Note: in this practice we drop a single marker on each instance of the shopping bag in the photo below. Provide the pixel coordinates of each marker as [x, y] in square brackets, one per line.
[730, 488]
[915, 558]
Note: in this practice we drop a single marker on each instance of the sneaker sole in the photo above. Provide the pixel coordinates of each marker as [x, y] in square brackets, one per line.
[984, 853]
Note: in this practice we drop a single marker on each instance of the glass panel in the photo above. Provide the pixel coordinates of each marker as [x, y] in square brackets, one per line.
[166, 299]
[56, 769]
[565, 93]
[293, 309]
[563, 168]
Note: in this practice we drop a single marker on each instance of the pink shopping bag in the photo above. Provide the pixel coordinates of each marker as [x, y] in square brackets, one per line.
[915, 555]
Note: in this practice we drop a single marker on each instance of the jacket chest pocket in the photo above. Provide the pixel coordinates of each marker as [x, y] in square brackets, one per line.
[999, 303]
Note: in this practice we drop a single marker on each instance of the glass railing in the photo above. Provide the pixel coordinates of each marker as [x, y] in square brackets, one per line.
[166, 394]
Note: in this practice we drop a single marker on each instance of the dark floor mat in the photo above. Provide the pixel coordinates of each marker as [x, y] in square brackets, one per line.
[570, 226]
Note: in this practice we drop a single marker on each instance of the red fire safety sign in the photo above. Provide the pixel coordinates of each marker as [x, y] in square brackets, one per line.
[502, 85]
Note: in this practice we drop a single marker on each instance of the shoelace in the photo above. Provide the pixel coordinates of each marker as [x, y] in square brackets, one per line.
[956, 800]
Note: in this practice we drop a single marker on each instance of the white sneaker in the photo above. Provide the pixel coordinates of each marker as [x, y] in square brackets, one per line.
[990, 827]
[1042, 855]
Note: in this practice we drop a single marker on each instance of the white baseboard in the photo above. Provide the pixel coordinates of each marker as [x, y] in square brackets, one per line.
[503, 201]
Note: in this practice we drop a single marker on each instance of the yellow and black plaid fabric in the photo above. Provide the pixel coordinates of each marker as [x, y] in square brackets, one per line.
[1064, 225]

#### GOAL
List the records from the line containing "of the shoelace" to the line containing "[1042, 855]", both ends included, as a numbered list with blank lines omitted.

#### RESULT
1. Note: in this practice we drop a single marker on each instance of the shoelace in the photo above. Provide the pixel coordinates of each marker as [x, y] in square brackets, one per line.
2. [956, 800]
3. Note: in this practice we drop a single marker on each instance of the white sneaker in the photo above. Provide the pixel coordinates of each marker as [x, y] in square brackets, one per line.
4. [990, 827]
5. [1042, 855]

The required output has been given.